_Point labeling examples_.
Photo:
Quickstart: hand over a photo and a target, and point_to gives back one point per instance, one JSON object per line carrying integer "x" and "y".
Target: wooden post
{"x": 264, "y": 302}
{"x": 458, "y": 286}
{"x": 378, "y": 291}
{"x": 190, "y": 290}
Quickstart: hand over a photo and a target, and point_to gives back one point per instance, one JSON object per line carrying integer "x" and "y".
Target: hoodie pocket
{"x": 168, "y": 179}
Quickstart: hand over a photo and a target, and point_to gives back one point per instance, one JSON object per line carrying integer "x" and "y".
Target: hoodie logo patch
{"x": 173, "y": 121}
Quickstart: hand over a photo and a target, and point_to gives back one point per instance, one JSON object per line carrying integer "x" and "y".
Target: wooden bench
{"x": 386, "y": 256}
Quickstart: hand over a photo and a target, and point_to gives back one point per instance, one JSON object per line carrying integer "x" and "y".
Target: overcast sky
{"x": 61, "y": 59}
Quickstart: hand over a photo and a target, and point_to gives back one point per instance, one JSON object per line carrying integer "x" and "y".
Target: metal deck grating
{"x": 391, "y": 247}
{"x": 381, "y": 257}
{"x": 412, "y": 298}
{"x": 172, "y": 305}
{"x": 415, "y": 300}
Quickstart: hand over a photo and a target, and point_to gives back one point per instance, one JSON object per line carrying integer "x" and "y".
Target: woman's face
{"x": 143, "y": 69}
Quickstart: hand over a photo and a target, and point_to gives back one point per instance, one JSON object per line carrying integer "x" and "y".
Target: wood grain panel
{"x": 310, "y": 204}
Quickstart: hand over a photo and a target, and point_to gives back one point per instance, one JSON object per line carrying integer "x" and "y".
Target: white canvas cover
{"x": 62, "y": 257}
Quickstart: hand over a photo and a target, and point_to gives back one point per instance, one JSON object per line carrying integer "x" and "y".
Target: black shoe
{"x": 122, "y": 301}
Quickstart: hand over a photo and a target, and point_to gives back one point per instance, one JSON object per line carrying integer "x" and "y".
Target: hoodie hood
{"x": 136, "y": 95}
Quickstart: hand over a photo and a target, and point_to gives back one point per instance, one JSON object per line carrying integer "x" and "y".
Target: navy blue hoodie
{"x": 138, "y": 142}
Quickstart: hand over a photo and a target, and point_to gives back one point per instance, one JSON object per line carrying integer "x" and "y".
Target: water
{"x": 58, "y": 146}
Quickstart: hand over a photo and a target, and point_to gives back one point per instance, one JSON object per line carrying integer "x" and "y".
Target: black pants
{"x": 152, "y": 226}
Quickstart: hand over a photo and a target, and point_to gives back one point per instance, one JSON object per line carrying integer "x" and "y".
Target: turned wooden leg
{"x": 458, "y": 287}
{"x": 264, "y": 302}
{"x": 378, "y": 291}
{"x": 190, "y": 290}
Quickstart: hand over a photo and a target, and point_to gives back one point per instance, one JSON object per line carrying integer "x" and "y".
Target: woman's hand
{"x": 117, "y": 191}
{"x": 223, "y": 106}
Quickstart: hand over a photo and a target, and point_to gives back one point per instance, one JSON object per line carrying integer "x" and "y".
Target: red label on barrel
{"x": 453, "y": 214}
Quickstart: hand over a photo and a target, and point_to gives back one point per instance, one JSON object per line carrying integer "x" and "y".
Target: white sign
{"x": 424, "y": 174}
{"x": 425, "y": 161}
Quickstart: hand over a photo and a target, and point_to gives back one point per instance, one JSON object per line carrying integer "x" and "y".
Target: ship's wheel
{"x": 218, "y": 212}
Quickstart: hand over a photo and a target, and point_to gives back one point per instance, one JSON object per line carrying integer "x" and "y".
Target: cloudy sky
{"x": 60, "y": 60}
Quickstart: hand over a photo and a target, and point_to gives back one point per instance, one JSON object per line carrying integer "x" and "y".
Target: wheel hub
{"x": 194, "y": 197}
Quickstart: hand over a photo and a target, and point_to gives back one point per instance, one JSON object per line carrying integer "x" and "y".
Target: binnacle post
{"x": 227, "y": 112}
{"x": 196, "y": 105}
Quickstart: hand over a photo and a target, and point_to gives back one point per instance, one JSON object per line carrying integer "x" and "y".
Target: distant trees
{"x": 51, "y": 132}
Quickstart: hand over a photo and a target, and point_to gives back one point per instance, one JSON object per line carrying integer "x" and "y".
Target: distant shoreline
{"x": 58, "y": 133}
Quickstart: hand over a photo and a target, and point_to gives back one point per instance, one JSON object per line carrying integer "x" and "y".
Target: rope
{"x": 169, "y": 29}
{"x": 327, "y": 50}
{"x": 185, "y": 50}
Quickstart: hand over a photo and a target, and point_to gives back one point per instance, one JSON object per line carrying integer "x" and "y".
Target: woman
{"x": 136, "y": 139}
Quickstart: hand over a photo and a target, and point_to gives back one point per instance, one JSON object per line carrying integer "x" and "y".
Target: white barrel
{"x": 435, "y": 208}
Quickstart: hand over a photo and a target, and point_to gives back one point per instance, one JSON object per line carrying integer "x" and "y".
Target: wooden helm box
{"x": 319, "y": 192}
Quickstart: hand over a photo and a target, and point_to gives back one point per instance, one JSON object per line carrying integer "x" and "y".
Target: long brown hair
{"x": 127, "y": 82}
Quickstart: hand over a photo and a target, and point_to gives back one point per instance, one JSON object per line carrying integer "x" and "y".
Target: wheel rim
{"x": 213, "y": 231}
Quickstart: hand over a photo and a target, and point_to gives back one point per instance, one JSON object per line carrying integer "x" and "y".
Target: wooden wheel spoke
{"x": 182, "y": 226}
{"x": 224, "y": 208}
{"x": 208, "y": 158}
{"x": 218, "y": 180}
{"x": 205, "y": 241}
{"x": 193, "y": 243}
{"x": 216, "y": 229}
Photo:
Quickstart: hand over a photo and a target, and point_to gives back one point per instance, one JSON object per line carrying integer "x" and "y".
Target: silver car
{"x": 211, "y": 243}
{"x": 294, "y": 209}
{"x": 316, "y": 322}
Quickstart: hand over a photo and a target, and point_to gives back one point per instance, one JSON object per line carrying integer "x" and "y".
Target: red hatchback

_Task requirements_.
Pick out each line above that contains the word "distant", and copy every one of them in full.

_Task output_.
Target: distant trees
Target: distant shoreline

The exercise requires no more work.